Goal of the exercise →
Return each line of the data below that contains the string "apartment", matching case exactly.

Data excerpts →
* begin *

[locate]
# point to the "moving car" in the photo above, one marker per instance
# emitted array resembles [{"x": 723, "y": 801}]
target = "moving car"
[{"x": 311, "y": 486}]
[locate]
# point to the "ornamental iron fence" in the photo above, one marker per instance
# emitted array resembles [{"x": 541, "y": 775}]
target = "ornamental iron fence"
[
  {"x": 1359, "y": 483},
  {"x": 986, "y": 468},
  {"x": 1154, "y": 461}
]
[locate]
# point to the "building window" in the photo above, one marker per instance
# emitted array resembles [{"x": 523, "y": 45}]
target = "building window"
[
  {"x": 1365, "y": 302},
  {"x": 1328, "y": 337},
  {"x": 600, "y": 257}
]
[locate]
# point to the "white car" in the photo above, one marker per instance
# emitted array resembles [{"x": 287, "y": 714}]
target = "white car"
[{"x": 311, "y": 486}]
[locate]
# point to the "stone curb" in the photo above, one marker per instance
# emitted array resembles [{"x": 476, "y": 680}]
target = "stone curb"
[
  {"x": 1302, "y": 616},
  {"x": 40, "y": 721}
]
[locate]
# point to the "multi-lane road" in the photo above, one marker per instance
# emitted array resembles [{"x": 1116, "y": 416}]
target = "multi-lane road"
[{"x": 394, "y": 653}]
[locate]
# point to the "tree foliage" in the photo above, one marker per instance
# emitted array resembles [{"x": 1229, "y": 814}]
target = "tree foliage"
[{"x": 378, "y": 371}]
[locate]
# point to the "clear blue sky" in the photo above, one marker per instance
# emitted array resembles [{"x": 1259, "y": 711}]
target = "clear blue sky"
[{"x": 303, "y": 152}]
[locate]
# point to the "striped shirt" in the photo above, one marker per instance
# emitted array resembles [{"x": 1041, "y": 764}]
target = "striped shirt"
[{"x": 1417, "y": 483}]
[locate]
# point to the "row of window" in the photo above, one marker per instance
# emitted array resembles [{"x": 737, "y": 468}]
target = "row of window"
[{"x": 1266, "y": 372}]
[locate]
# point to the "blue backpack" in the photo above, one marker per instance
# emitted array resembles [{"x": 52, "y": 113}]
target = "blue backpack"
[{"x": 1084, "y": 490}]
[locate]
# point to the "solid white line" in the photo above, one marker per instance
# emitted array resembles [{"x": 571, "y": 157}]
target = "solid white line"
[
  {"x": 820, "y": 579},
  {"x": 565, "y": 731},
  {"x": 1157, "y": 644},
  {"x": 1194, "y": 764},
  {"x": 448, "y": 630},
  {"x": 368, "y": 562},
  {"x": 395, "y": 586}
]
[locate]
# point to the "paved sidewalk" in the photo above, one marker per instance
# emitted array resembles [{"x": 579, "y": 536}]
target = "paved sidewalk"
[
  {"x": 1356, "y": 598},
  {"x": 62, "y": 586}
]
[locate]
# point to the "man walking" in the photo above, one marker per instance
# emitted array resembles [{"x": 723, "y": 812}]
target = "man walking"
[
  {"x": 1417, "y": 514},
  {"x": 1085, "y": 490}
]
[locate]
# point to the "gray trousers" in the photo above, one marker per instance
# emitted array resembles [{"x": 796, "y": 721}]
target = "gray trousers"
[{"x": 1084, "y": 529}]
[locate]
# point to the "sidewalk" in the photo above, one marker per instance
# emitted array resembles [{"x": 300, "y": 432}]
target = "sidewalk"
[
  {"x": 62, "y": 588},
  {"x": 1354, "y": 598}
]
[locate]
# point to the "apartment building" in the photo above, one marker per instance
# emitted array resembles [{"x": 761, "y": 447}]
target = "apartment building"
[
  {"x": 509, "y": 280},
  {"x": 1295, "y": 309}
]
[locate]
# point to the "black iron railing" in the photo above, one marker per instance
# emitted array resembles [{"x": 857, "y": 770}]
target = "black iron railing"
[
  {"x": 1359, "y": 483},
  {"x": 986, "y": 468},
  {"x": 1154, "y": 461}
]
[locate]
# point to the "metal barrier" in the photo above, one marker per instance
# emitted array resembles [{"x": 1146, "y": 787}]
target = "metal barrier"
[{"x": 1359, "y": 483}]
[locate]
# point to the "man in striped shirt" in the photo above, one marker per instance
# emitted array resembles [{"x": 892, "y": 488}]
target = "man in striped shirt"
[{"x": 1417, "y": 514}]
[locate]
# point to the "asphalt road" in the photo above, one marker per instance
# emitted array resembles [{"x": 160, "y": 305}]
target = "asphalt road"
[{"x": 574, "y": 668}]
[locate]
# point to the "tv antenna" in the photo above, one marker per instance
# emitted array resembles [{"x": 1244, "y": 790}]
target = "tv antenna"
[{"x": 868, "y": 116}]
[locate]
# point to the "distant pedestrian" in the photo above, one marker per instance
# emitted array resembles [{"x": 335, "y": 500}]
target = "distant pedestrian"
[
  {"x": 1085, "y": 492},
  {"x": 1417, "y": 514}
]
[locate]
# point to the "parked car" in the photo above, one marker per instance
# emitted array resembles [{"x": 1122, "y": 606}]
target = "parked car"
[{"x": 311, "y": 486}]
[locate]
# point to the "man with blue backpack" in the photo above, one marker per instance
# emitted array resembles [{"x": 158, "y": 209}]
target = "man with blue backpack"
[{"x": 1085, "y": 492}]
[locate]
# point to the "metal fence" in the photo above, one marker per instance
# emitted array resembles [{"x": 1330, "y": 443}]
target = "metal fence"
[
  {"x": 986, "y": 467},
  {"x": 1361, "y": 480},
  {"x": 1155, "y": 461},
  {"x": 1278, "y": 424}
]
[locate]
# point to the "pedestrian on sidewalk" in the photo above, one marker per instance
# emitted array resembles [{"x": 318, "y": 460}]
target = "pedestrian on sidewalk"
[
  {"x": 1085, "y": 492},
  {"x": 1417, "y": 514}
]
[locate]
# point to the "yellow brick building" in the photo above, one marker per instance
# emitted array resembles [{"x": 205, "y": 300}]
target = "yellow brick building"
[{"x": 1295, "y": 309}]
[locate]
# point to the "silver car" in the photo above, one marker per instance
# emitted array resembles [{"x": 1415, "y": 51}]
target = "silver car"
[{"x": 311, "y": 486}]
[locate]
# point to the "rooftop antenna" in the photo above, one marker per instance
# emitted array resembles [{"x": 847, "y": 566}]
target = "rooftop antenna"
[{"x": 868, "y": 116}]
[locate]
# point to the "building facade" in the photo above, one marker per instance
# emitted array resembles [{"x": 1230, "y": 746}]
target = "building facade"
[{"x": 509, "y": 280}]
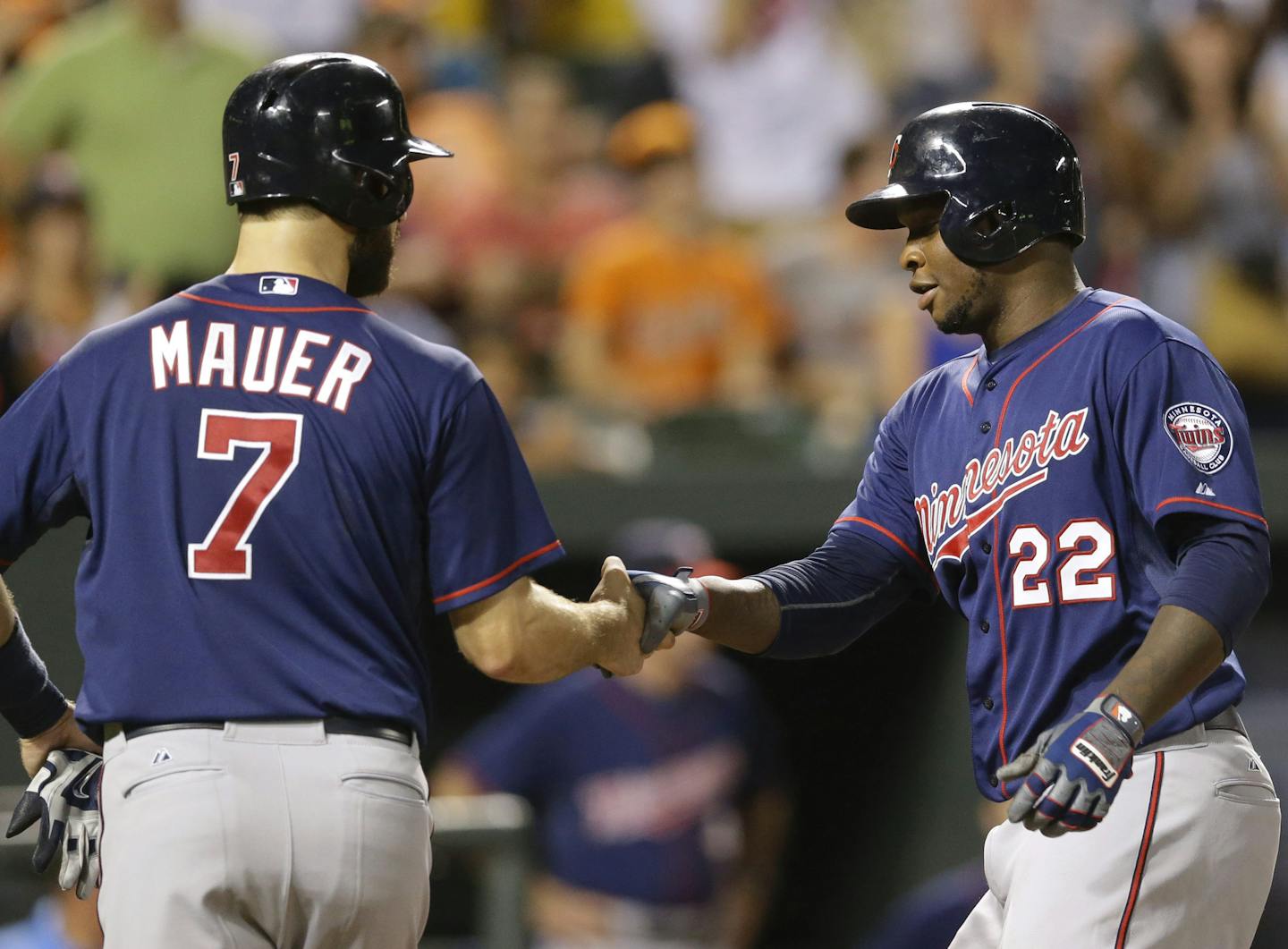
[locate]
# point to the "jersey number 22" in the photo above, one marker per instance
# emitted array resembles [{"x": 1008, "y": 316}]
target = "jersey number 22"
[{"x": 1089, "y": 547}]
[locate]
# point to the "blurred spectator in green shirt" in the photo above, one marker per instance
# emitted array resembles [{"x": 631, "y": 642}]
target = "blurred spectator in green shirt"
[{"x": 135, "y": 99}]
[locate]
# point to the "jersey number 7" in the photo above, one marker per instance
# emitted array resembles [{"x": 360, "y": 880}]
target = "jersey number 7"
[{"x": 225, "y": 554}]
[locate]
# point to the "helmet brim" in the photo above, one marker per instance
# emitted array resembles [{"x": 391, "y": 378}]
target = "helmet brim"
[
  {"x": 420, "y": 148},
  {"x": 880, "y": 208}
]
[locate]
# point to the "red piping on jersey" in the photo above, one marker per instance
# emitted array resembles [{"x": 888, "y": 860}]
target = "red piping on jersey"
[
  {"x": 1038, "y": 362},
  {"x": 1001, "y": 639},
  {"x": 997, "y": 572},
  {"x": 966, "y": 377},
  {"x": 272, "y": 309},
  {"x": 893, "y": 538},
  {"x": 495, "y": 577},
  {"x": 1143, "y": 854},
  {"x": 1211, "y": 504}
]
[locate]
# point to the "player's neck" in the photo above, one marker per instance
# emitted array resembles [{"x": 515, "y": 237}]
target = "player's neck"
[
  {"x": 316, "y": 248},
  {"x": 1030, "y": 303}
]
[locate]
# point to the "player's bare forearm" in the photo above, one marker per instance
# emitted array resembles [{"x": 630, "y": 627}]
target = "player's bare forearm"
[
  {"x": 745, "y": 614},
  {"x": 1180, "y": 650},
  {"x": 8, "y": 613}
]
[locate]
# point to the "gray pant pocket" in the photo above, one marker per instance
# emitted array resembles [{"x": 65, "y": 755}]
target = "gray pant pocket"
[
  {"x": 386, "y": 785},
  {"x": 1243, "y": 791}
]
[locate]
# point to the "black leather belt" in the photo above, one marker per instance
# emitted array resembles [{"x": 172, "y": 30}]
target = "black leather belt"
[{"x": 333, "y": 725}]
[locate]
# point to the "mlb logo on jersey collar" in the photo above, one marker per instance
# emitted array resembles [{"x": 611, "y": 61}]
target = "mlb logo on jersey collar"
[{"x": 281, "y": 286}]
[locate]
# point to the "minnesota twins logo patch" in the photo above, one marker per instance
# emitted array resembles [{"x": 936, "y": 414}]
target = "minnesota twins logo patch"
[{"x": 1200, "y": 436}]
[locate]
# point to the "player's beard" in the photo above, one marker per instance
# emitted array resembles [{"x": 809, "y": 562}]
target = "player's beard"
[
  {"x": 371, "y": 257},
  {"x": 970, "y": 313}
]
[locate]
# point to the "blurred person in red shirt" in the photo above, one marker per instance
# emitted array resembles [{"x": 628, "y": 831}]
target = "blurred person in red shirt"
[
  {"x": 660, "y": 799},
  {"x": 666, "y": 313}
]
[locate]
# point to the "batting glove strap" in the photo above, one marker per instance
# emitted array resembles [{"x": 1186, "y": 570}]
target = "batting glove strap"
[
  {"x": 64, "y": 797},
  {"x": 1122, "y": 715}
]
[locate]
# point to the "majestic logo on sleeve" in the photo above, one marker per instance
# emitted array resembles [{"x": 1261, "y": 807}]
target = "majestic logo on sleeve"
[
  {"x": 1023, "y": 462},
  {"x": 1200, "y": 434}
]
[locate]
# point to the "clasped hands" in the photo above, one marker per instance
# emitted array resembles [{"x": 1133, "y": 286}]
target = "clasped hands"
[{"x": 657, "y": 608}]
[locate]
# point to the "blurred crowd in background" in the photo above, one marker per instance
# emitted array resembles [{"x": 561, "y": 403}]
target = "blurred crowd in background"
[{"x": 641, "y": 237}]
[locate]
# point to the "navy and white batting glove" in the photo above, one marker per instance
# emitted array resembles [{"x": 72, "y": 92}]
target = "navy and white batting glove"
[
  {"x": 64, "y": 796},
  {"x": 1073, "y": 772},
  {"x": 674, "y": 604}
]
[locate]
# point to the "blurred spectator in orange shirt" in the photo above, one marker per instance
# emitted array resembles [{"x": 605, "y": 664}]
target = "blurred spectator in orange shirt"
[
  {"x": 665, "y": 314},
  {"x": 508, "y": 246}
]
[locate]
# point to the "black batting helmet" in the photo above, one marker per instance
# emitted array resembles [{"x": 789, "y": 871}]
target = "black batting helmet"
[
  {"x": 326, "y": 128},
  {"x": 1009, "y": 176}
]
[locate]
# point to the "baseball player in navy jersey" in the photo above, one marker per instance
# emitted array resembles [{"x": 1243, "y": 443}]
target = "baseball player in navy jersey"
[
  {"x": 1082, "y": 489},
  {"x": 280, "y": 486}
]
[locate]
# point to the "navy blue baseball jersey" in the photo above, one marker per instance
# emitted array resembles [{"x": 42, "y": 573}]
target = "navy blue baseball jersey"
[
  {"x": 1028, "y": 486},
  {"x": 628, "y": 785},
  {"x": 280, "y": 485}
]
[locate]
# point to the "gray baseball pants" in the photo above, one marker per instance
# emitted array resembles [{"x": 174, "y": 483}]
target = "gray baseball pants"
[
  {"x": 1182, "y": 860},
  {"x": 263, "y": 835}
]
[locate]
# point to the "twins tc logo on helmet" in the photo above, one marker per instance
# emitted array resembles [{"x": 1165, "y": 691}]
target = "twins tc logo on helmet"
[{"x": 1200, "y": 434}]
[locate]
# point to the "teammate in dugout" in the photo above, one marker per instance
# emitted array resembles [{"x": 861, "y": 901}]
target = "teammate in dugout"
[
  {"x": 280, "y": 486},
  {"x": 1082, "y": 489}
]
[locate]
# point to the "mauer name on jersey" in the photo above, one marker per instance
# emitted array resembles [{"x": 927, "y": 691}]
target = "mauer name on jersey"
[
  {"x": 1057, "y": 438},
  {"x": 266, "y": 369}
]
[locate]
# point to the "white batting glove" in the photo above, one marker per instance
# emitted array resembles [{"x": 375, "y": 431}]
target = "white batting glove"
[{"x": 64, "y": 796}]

* end *

Output of the task →
# point to the "apartment building" in the photo above, one marker per instance
target = "apartment building"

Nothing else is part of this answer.